### INSTRUCTIONS FOR THE TASK
Check each line of the records for "tight"; collect those that have it.

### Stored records
——

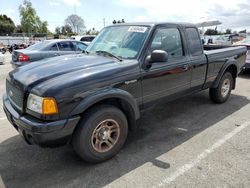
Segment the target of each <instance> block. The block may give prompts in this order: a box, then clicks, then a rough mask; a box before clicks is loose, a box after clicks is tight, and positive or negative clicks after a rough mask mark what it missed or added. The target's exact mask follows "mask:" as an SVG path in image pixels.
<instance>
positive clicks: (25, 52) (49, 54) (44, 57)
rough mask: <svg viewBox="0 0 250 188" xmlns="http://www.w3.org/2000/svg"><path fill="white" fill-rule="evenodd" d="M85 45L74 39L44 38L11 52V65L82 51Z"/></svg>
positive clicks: (19, 65)
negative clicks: (29, 46)
mask: <svg viewBox="0 0 250 188" xmlns="http://www.w3.org/2000/svg"><path fill="white" fill-rule="evenodd" d="M87 46H88V45H87V44H85V43H83V42H80V41H75V40H64V39H55V40H45V41H43V42H39V43H36V44H34V45H32V46H30V47H28V48H26V49H21V50H15V51H14V52H13V53H12V62H11V63H12V67H13V68H16V67H19V66H22V65H26V64H28V63H31V62H34V61H38V60H41V59H44V58H49V57H55V56H60V55H67V54H79V53H82V52H83V51H84V50H85V49H86V48H87Z"/></svg>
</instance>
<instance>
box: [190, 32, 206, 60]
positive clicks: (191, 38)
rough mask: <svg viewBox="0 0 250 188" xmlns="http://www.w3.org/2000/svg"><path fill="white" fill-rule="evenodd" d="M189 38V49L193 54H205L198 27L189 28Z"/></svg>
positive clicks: (196, 54)
mask: <svg viewBox="0 0 250 188" xmlns="http://www.w3.org/2000/svg"><path fill="white" fill-rule="evenodd" d="M186 33H187V40H188V44H189V50H190V53H191V55H192V56H198V55H202V54H203V48H202V44H201V39H200V35H199V33H198V31H197V29H196V28H187V29H186Z"/></svg>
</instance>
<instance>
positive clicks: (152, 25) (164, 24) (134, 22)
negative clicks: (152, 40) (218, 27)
mask: <svg viewBox="0 0 250 188" xmlns="http://www.w3.org/2000/svg"><path fill="white" fill-rule="evenodd" d="M119 25H141V26H150V27H153V26H158V25H172V26H182V27H196V25H195V24H192V23H186V22H129V23H120V24H115V25H110V26H119ZM110 26H109V27H110Z"/></svg>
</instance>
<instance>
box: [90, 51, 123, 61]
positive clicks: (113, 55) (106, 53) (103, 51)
mask: <svg viewBox="0 0 250 188" xmlns="http://www.w3.org/2000/svg"><path fill="white" fill-rule="evenodd" d="M95 53H97V54H105V55H108V56H110V57H114V58H116V59H118V60H119V61H122V59H121V58H119V57H118V56H116V55H114V54H111V53H110V52H107V51H104V50H97V51H96V52H95Z"/></svg>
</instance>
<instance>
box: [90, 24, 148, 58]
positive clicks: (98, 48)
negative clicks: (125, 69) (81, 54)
mask: <svg viewBox="0 0 250 188" xmlns="http://www.w3.org/2000/svg"><path fill="white" fill-rule="evenodd" d="M148 31H149V27H145V26H113V27H107V28H104V29H103V30H102V31H101V33H100V34H99V35H98V36H97V37H96V39H95V40H94V42H92V43H91V44H90V46H89V47H88V48H87V50H86V51H88V52H90V53H95V52H96V51H106V52H109V53H111V54H113V55H115V56H117V57H120V58H123V59H136V58H137V56H138V53H139V52H140V50H141V48H142V45H143V43H144V41H145V39H146V36H147V34H148Z"/></svg>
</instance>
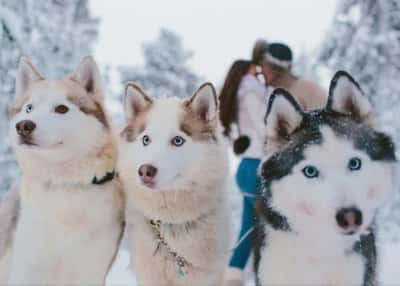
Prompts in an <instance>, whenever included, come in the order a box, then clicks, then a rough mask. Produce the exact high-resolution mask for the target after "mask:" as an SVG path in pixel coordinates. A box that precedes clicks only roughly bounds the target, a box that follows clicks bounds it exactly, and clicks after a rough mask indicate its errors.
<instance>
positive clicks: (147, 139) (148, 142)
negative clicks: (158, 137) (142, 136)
mask: <svg viewBox="0 0 400 286" xmlns="http://www.w3.org/2000/svg"><path fill="white" fill-rule="evenodd" d="M142 143H143V146H147V145H149V144H150V143H151V139H150V137H149V136H148V135H144V136H143V138H142Z"/></svg>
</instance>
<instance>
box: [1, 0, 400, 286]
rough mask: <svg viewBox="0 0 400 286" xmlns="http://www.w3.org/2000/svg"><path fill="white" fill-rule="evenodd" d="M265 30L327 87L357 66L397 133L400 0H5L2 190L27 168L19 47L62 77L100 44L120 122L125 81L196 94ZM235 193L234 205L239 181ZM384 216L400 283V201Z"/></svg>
mask: <svg viewBox="0 0 400 286" xmlns="http://www.w3.org/2000/svg"><path fill="white" fill-rule="evenodd" d="M260 38H261V39H265V40H267V41H283V42H285V43H287V44H289V46H291V48H292V49H293V51H294V61H295V63H294V68H295V73H298V74H300V75H302V76H303V77H306V78H309V79H313V80H316V81H318V82H319V83H320V84H321V85H322V86H323V87H324V88H325V89H327V88H328V83H329V80H330V78H331V76H332V75H333V73H334V72H335V71H336V70H337V69H345V70H347V71H349V72H350V73H351V74H352V75H353V76H354V77H355V78H356V79H357V80H358V81H359V82H360V84H361V86H362V88H363V89H364V91H365V93H366V94H367V95H368V96H369V97H370V99H371V101H372V102H373V104H374V106H375V110H376V113H377V115H378V119H379V123H380V125H381V127H382V128H383V129H384V130H386V131H387V132H389V133H390V134H391V135H392V136H394V138H395V139H396V142H397V144H399V143H400V133H399V131H400V120H399V115H398V114H399V113H400V84H398V81H399V79H400V77H399V72H400V0H324V1H318V0H298V1H290V0H279V1H277V0H249V1H228V0H219V1H212V0H203V1H179V0H169V1H154V0H147V1H136V0H135V1H132V0H131V1H128V0H125V1H123V0H113V1H107V0H91V1H88V0H0V170H1V173H0V193H1V192H4V191H6V190H8V189H9V188H10V185H11V184H12V181H13V180H14V179H15V177H16V176H18V172H19V171H18V168H17V166H16V164H15V161H14V156H13V153H12V150H11V148H10V145H9V141H8V136H7V134H8V107H9V105H10V102H11V101H12V98H13V95H14V89H15V84H14V81H15V73H16V67H17V63H18V60H19V58H20V56H21V55H26V56H28V57H29V58H30V60H31V61H32V62H33V63H34V64H35V65H36V66H37V67H38V69H39V70H40V71H42V73H43V74H45V75H47V76H48V77H51V78H56V77H62V76H64V75H66V74H68V73H70V72H72V70H73V69H74V68H75V67H76V66H77V65H78V63H79V62H80V60H81V58H82V57H83V56H85V55H87V54H93V55H94V56H95V58H96V60H97V62H98V64H99V65H100V67H101V70H102V74H103V77H104V79H105V84H106V87H107V101H108V107H109V109H110V111H111V112H112V113H113V115H114V117H115V121H116V122H117V124H121V122H122V118H123V117H122V109H121V103H120V102H121V98H122V88H123V85H124V83H125V82H126V81H128V80H132V81H136V82H138V83H139V84H140V85H142V86H143V87H144V88H145V90H147V91H148V93H149V94H151V95H153V96H164V95H166V96H170V95H176V96H180V97H185V96H189V95H191V93H192V92H193V91H194V89H195V88H196V85H198V84H200V83H201V82H202V81H212V82H213V83H215V85H216V86H217V87H220V85H221V84H222V82H223V80H224V77H225V75H226V72H227V69H228V68H229V66H230V64H231V63H232V62H233V61H234V60H235V59H238V58H247V59H249V58H250V54H251V49H252V46H253V44H254V43H255V41H256V40H257V39H260ZM396 114H397V115H396ZM234 165H235V160H232V170H234V169H235V168H236V166H234ZM232 188H233V189H234V184H232ZM232 197H233V204H235V194H234V190H232ZM237 205H238V206H237V208H235V209H236V210H237V211H236V213H238V216H239V215H240V207H239V204H237ZM381 217H382V218H381V219H382V225H383V228H382V229H381V230H382V231H381V236H382V238H381V240H380V243H381V247H382V251H383V253H384V255H383V259H382V264H381V266H382V268H381V277H382V280H383V282H384V284H385V285H399V284H400V283H399V282H400V278H398V277H396V276H397V269H396V266H397V262H396V257H398V255H400V246H399V245H400V242H399V238H400V227H399V223H400V200H399V199H398V198H396V199H395V200H394V201H393V202H392V204H390V205H389V206H388V207H387V208H386V209H385V211H384V212H383V213H382V215H381ZM396 254H398V255H396ZM128 263H129V257H128V256H127V253H125V252H121V253H120V256H119V260H118V261H117V265H116V266H115V268H114V271H113V273H112V274H111V275H110V277H109V283H108V284H109V285H133V283H134V277H133V275H132V274H130V273H128V272H127V271H126V267H127V264H128ZM250 285H251V284H250Z"/></svg>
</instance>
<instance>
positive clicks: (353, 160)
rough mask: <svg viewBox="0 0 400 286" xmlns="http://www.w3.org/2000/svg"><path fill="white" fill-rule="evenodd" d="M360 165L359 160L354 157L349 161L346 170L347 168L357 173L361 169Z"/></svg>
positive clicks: (351, 158) (356, 158)
mask: <svg viewBox="0 0 400 286" xmlns="http://www.w3.org/2000/svg"><path fill="white" fill-rule="evenodd" d="M361 165H362V162H361V159H360V158H357V157H354V158H351V159H350V161H349V163H348V165H347V168H349V170H350V171H358V170H360V169H361Z"/></svg>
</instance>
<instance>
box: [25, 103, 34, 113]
mask: <svg viewBox="0 0 400 286" xmlns="http://www.w3.org/2000/svg"><path fill="white" fill-rule="evenodd" d="M32 110H33V105H32V104H28V105H27V106H26V107H25V111H26V113H30V112H31V111H32Z"/></svg>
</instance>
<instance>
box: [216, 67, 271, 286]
mask: <svg viewBox="0 0 400 286" xmlns="http://www.w3.org/2000/svg"><path fill="white" fill-rule="evenodd" d="M268 93H269V92H268V88H267V87H266V86H265V84H264V83H263V82H262V81H260V80H259V79H258V78H257V69H256V65H255V64H254V63H252V62H251V61H247V60H237V61H235V62H234V63H233V65H232V66H231V68H230V70H229V72H228V75H227V77H226V79H225V82H224V85H223V87H222V89H221V92H220V96H219V99H220V119H221V123H222V125H223V127H224V135H225V136H227V137H228V138H230V139H232V141H234V151H235V153H236V154H239V153H240V156H241V162H240V164H239V167H238V170H237V173H236V181H237V183H238V186H239V188H240V191H241V192H242V193H243V213H242V224H241V230H240V233H239V239H238V241H240V243H238V245H237V247H236V248H235V250H234V251H233V254H232V257H231V259H230V262H229V267H228V269H227V271H226V275H225V282H224V284H225V285H229V286H233V285H242V284H243V270H244V268H245V266H246V263H247V260H248V258H249V256H250V253H251V249H252V239H251V235H248V233H249V231H251V229H252V228H253V226H254V224H255V215H254V203H255V195H256V194H257V192H258V189H259V183H260V182H259V177H258V175H257V169H258V165H259V164H260V159H261V157H262V156H263V144H264V138H265V136H264V135H265V131H264V130H265V125H264V116H265V112H266V109H267V102H268ZM234 125H236V127H237V129H238V131H239V137H236V138H232V137H233V135H232V133H233V132H232V129H233V126H234ZM233 139H235V140H233Z"/></svg>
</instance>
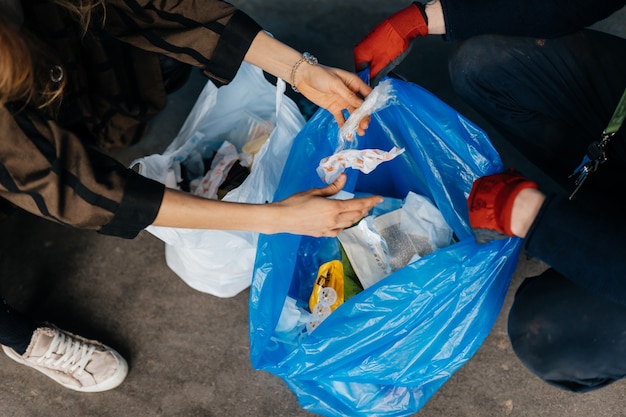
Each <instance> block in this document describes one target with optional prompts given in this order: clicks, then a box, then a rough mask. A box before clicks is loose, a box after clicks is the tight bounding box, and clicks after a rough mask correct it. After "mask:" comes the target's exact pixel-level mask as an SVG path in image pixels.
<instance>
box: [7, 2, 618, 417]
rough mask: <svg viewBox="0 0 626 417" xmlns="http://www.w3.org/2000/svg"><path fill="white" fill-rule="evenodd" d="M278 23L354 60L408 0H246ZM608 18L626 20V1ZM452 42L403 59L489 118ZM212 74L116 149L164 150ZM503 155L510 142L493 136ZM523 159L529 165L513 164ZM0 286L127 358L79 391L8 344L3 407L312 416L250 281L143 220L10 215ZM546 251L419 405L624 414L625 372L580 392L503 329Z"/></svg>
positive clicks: (465, 408) (411, 79)
mask: <svg viewBox="0 0 626 417" xmlns="http://www.w3.org/2000/svg"><path fill="white" fill-rule="evenodd" d="M233 3H234V4H236V5H239V7H241V8H242V9H243V10H244V11H246V12H248V13H249V14H251V15H252V16H254V17H255V18H257V20H258V21H259V22H260V23H261V24H262V25H263V26H264V27H265V28H266V29H268V30H269V31H271V32H272V33H273V34H274V35H275V36H276V37H278V38H279V39H281V40H283V41H285V42H286V43H288V44H290V45H292V46H294V47H296V48H298V49H300V50H303V51H305V50H307V51H310V52H312V53H314V54H315V55H317V57H318V58H319V59H320V61H321V62H322V63H325V64H328V65H334V66H339V67H343V68H347V69H350V68H351V65H352V55H351V49H352V47H353V45H354V44H355V43H356V42H357V41H358V40H360V39H361V38H362V37H363V36H365V34H366V33H367V32H368V31H369V30H370V29H371V28H372V27H373V26H374V25H375V24H376V23H377V22H378V21H380V20H381V19H382V18H383V17H384V16H386V14H388V13H390V12H392V11H394V10H395V9H397V8H398V7H400V5H399V3H395V4H396V5H395V6H394V5H393V4H386V5H384V6H381V5H379V4H378V3H380V2H377V1H373V0H367V1H364V0H360V1H356V0H351V1H342V2H329V1H325V2H321V1H310V0H309V1H303V0H275V1H273V2H262V1H260V0H254V1H253V0H246V1H244V0H238V1H234V2H233ZM623 12H624V10H622V13H619V15H618V20H612V21H610V22H606V23H605V25H606V26H605V27H607V28H609V29H614V30H615V29H617V30H622V31H623V30H624V28H625V26H626V25H624V22H625V21H626V14H625V13H623ZM448 48H449V45H446V44H444V43H443V41H441V39H439V38H434V37H431V38H428V39H425V40H421V43H420V44H418V45H417V46H416V48H414V51H413V52H412V54H411V55H410V57H409V58H407V60H406V61H405V62H404V63H403V64H402V66H401V68H399V72H400V73H401V74H403V75H405V76H406V77H408V78H409V79H410V80H412V81H414V82H416V83H418V84H420V85H422V86H424V87H426V88H427V89H429V90H431V91H433V92H434V93H435V94H437V95H438V96H439V97H441V98H442V99H444V100H445V101H446V102H448V103H449V104H451V105H452V106H453V107H455V108H457V109H458V110H459V111H461V112H462V113H463V114H465V115H466V116H468V117H470V119H472V120H474V121H476V122H477V123H479V124H480V125H481V126H483V127H484V128H485V130H487V131H488V132H490V129H489V126H487V125H486V124H484V121H482V120H481V119H480V118H479V117H478V116H476V115H475V114H474V113H473V112H471V111H470V110H469V109H468V108H467V107H465V106H464V105H463V103H462V102H460V100H459V99H458V98H457V97H455V96H454V94H453V93H452V92H451V90H450V88H449V85H448V83H447V75H446V74H447V73H446V65H445V59H446V53H447V51H448ZM204 82H205V81H204V80H203V79H202V78H201V77H199V76H197V74H195V75H194V77H192V79H191V80H190V82H189V83H188V84H187V85H186V86H185V87H184V88H183V90H181V91H179V92H177V93H176V94H175V95H173V96H172V97H171V99H170V103H169V105H168V109H167V110H166V112H165V113H164V114H163V115H162V116H161V117H160V118H159V119H158V120H157V121H156V124H155V125H154V126H153V129H152V131H151V134H150V135H149V136H148V137H147V138H146V140H145V141H144V142H142V143H141V144H139V145H138V146H136V147H134V148H131V149H127V150H124V151H122V152H118V153H116V155H117V156H118V157H119V158H120V159H121V160H122V161H124V162H125V163H128V162H130V161H131V160H132V159H134V158H135V157H138V156H142V155H146V154H152V153H159V152H161V151H162V150H163V149H164V148H165V146H167V144H168V143H169V142H170V141H171V139H172V138H173V137H174V136H175V135H176V133H177V131H178V129H179V127H180V125H181V123H182V121H183V120H184V118H185V115H186V112H188V111H189V109H190V107H191V106H192V105H193V102H194V100H195V97H196V95H197V94H198V92H199V89H200V88H201V87H202V85H203V83H204ZM492 139H493V141H494V143H495V144H496V147H498V148H499V150H500V151H501V153H502V155H503V158H504V159H505V161H511V162H515V163H519V162H520V161H518V159H517V156H516V155H515V153H514V152H512V151H510V150H509V149H506V148H504V147H501V146H502V145H501V143H500V142H499V141H498V139H497V135H496V134H493V137H492ZM517 166H519V165H517ZM0 233H1V235H2V236H3V238H2V240H1V241H0V253H1V257H0V276H1V277H2V280H1V282H0V293H1V294H3V295H4V296H5V298H7V299H8V300H9V302H10V303H11V304H12V305H13V306H14V307H16V308H18V309H20V310H23V311H25V312H28V313H30V314H32V315H33V316H34V317H36V318H38V319H41V320H47V321H51V322H54V323H56V324H57V325H59V326H61V327H63V328H66V329H68V330H70V331H73V332H76V333H78V334H81V335H84V336H87V337H92V338H97V339H100V340H102V341H103V342H105V343H107V344H109V345H110V346H112V347H114V348H116V349H117V350H118V351H119V352H120V353H122V354H123V355H124V356H125V357H126V358H127V359H128V361H129V364H130V372H129V375H128V377H127V379H126V381H125V382H124V383H123V384H122V385H121V386H120V387H119V388H117V389H115V390H113V391H109V392H105V393H99V394H82V393H77V392H73V391H69V390H67V389H64V388H62V387H61V386H59V385H57V384H56V383H54V382H53V381H51V380H49V379H48V378H46V377H44V376H42V375H41V374H39V373H37V372H35V371H33V370H30V369H27V368H24V367H23V366H20V365H17V364H16V363H15V362H13V361H11V360H10V359H8V358H7V357H5V356H4V355H0V367H1V369H2V373H3V375H2V379H1V382H0V388H1V389H0V416H2V417H9V416H10V417H48V416H54V417H56V416H72V417H73V416H80V417H84V416H90V417H126V416H129V417H156V416H163V417H247V416H262V417H279V416H285V417H305V416H313V415H314V414H312V413H310V412H307V411H304V410H303V409H302V408H301V407H300V406H299V405H298V402H297V399H296V397H295V396H294V395H293V393H292V392H291V391H290V390H289V389H288V388H287V387H286V386H285V385H284V383H283V382H282V381H281V380H280V379H278V378H277V377H275V376H273V375H271V374H268V373H265V372H261V371H254V370H253V369H252V368H251V365H250V360H249V351H250V348H249V341H248V321H247V320H248V311H247V303H248V296H249V292H248V291H247V290H246V291H244V292H242V293H240V294H239V295H237V296H235V297H232V298H227V299H222V298H217V297H214V296H211V295H209V294H206V293H201V292H198V291H196V290H194V289H192V288H190V287H189V286H188V285H187V284H186V283H185V282H183V281H182V280H181V279H180V278H179V277H178V276H177V275H176V274H174V273H173V272H172V271H171V270H170V269H169V268H168V266H167V265H166V264H165V260H164V248H163V242H161V241H160V240H158V239H157V238H155V237H154V236H152V235H151V234H149V233H147V232H142V233H141V234H140V236H139V237H137V238H136V239H134V240H123V239H118V238H113V237H107V236H101V235H98V234H97V233H94V232H89V231H83V230H73V229H69V228H64V227H61V226H58V225H56V224H52V223H48V222H45V221H43V220H40V219H38V218H35V217H33V216H30V215H26V214H20V215H17V216H14V217H12V218H10V219H8V220H5V221H3V222H0ZM544 268H545V265H543V264H541V263H540V262H538V261H536V260H533V259H527V258H525V257H524V256H522V257H521V258H520V261H519V265H518V268H517V270H516V273H515V275H514V277H513V280H512V283H511V288H510V290H509V293H508V296H507V299H506V301H505V305H504V307H503V309H502V311H501V314H500V316H499V318H498V321H497V322H496V324H495V326H494V328H493V329H492V331H491V333H490V335H489V336H488V337H487V339H486V340H485V342H484V344H483V345H482V347H481V348H480V349H479V351H478V352H477V354H476V355H475V356H474V357H473V358H472V359H471V360H470V361H469V362H468V363H467V364H466V365H464V366H463V367H462V368H461V369H460V370H459V371H458V372H457V373H456V374H454V375H453V376H452V377H451V378H450V379H449V380H448V381H447V382H446V384H445V385H444V386H443V387H442V388H441V389H440V390H439V391H438V392H437V393H436V394H435V395H434V396H433V397H432V398H431V400H430V401H429V402H428V403H427V404H426V405H425V406H424V407H423V408H422V409H421V410H420V411H419V412H418V413H416V416H419V417H462V416H470V417H492V416H493V417H500V416H513V417H537V416H542V417H590V416H593V417H617V416H626V411H624V404H626V401H625V400H626V399H625V398H624V397H625V395H624V393H625V392H626V391H625V390H624V383H623V382H618V383H615V384H613V385H611V386H609V387H607V388H604V389H602V390H599V391H596V392H592V393H588V394H584V395H576V394H571V393H567V392H564V391H560V390H558V389H556V388H553V387H551V386H548V385H546V384H544V383H543V382H541V381H540V380H539V379H538V378H536V377H535V376H533V375H532V374H531V373H530V372H529V371H528V370H527V369H526V368H524V366H522V364H521V363H520V362H519V361H518V359H517V358H516V356H515V355H514V354H513V352H512V350H511V346H510V343H509V340H508V337H507V333H506V320H507V314H508V308H509V306H510V303H511V299H512V296H513V294H514V291H515V289H516V288H517V287H518V285H519V284H520V283H521V282H522V280H523V279H524V278H526V277H530V276H534V275H537V274H539V273H540V272H541V271H542V270H543V269H544Z"/></svg>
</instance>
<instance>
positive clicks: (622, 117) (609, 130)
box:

——

### RESPONSE AREA
Segment the target of each <instance> block. The block may give prompts in this order: a box, then clicks, then a rough mask; a box before clicks is loose, a box after clicks is tight, and positive or negative clicks after a rough mask mark what it missed or added. The target's exact mask follows "mask:" as an SVG path in image pixels.
Each <instance> block in this document describes one target with optional prompts given in this order: clicks, then a box, then a rough mask. A box before clicks is loose, a box after clicks is the tight bounding box, and clicks after a rough mask correct it. After "mask:" comes the target's exact pixel-level mask as an SVG path in image pixels.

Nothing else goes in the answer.